Work required → Could you repeat, word for word, only the lines from the one containing "Target: wooden roof beam" through the final line of the records below?

Stored data entries
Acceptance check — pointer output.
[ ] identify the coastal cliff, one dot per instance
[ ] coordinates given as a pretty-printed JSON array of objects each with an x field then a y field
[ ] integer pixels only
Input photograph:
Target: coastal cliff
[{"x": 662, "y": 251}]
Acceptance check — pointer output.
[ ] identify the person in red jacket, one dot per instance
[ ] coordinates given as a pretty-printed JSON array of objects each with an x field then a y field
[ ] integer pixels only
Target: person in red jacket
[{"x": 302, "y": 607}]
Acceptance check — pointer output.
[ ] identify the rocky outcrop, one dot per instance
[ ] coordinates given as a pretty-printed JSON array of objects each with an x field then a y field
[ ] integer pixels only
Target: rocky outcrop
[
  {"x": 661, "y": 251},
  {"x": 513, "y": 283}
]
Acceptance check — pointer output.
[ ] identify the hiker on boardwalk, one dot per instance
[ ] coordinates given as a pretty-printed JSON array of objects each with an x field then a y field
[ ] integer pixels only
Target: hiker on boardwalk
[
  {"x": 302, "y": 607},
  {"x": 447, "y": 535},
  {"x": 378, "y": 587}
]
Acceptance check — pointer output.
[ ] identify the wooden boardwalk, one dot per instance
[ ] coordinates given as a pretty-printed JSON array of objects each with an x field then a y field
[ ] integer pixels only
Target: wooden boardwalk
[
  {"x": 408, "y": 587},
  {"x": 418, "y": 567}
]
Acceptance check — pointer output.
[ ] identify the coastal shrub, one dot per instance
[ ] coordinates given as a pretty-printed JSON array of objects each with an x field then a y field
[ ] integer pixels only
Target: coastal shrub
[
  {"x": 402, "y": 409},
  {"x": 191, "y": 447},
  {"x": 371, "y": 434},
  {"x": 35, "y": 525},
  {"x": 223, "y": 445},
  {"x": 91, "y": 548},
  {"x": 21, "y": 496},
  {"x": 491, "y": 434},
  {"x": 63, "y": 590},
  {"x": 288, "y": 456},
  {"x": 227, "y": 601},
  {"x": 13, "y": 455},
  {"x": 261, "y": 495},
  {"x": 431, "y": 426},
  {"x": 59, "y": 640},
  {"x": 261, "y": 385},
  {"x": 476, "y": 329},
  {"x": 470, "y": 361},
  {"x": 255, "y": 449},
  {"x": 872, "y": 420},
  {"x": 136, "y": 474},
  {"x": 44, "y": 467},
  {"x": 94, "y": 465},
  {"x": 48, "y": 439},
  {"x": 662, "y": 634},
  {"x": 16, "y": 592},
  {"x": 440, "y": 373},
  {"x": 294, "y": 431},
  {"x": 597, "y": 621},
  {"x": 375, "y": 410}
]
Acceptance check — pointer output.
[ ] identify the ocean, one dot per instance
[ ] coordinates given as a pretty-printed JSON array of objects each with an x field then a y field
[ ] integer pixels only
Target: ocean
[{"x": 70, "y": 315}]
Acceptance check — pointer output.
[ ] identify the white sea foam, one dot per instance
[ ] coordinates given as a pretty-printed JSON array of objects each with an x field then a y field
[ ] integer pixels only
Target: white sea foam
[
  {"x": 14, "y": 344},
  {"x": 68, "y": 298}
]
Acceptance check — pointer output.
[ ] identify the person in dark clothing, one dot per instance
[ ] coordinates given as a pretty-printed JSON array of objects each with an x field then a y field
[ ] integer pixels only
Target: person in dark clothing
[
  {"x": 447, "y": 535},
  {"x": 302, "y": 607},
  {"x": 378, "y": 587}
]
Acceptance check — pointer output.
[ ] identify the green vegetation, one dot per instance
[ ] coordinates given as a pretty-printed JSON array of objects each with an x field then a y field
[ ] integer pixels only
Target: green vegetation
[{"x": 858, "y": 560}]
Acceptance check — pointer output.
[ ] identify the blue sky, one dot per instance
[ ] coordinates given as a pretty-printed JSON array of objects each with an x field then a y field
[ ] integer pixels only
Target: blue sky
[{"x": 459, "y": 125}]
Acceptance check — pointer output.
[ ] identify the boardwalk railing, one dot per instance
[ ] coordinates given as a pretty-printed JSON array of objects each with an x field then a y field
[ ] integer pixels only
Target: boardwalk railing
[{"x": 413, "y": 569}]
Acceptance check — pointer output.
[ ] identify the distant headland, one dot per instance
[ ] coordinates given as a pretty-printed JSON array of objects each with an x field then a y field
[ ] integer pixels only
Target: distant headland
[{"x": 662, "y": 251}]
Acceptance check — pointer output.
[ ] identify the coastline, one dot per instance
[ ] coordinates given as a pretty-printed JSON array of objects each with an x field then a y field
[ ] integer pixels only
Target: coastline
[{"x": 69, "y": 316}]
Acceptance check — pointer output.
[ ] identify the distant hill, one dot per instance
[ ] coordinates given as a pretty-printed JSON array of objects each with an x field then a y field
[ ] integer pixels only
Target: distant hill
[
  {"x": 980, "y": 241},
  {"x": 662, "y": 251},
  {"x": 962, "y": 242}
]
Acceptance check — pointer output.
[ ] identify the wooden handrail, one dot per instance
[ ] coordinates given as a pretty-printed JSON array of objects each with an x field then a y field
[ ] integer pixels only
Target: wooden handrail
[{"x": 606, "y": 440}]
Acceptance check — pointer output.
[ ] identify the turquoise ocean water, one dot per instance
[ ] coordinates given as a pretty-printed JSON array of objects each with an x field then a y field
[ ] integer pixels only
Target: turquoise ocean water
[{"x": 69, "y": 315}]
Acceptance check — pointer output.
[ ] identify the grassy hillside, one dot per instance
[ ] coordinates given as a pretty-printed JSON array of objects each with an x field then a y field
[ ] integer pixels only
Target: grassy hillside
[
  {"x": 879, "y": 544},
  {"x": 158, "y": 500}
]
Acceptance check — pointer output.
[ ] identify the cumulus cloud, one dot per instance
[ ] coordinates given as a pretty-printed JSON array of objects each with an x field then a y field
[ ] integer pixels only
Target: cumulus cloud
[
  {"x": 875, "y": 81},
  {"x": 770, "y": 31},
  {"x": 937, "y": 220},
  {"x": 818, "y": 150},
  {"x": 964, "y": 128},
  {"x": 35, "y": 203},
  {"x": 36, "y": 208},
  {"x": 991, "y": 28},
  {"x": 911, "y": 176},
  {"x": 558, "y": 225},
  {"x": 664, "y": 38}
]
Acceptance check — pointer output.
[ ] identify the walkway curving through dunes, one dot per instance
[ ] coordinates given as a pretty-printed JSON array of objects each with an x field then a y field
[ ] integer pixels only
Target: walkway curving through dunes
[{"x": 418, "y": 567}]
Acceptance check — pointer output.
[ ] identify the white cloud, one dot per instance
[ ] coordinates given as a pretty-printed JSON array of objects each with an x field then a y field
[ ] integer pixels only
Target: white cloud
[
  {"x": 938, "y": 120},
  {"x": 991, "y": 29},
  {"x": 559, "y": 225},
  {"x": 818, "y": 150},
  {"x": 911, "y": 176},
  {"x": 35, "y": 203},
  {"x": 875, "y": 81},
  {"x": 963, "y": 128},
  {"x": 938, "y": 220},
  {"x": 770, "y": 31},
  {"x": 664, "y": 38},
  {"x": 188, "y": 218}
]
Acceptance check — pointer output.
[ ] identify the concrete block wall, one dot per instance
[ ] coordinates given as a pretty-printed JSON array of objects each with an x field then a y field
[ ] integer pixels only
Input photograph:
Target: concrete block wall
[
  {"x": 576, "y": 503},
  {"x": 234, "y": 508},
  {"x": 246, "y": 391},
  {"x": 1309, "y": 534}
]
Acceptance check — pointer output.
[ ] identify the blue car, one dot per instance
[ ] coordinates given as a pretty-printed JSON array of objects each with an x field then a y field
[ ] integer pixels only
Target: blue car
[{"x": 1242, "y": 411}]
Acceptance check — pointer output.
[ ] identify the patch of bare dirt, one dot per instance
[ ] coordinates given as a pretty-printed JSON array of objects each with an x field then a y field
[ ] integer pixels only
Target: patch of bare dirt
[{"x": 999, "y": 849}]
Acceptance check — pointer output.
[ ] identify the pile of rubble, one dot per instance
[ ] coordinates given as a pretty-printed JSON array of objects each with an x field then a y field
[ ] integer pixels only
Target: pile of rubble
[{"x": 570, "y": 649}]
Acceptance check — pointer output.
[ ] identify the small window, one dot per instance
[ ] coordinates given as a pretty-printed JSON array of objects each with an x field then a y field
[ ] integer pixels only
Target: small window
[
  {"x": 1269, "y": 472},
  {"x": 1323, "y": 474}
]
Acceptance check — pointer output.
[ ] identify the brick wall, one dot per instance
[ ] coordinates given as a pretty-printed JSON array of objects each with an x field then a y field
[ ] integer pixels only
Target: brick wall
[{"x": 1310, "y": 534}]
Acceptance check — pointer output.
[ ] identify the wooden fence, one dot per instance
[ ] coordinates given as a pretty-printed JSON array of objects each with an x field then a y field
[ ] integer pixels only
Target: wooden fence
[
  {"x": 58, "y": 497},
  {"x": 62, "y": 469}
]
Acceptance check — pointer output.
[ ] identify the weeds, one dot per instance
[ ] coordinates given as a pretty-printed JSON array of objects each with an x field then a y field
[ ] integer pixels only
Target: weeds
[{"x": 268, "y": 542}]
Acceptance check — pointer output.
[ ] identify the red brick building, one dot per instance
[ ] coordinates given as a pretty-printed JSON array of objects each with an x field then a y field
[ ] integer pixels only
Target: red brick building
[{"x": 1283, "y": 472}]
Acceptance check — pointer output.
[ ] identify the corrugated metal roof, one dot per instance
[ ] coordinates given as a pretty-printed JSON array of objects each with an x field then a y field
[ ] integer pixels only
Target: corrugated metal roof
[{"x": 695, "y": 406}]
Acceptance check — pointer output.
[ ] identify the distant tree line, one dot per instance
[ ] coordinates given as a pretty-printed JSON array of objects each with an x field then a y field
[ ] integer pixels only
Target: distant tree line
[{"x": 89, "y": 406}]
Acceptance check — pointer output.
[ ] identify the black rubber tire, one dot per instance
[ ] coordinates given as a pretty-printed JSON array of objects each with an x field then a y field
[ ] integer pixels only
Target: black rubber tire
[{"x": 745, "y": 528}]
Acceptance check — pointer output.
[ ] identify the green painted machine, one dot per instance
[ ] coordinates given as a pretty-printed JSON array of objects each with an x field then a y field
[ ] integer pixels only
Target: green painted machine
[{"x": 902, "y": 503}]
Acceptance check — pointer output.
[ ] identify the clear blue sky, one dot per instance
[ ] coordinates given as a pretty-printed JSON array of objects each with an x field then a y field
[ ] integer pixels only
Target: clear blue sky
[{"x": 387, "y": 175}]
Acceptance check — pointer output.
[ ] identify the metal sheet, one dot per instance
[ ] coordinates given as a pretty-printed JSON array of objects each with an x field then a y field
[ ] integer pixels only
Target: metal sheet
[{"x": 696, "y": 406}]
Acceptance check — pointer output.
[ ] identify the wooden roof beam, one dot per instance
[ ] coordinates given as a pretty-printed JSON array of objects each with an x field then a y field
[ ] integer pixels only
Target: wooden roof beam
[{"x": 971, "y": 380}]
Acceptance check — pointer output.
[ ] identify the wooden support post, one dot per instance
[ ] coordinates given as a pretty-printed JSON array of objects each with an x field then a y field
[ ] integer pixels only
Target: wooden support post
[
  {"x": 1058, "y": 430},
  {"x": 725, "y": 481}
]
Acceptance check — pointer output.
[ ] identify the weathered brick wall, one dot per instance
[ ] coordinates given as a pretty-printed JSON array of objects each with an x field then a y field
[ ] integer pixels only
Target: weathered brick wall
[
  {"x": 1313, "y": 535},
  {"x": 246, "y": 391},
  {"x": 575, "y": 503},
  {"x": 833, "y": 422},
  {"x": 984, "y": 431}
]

Result →
Target: wooden roof beam
[{"x": 971, "y": 380}]
Acceptance check — pointer output.
[ ] identify the wooden support post, one dot per instance
[ ] coordinates given as a pretty-printed JSON array of objects each with an x field then a y field
[ ] integer pixels only
Target: wooden support post
[
  {"x": 1058, "y": 430},
  {"x": 725, "y": 481}
]
Acceptance check — pointer output.
[ ] identify the weathered brick wall, one dot per instance
[ ] coordinates given as a pretty-printed JSON array of objects each with an x field then a y field
[ ] integer pixels only
Target: weathered brick wall
[
  {"x": 1313, "y": 535},
  {"x": 246, "y": 391},
  {"x": 575, "y": 503},
  {"x": 833, "y": 422},
  {"x": 984, "y": 431}
]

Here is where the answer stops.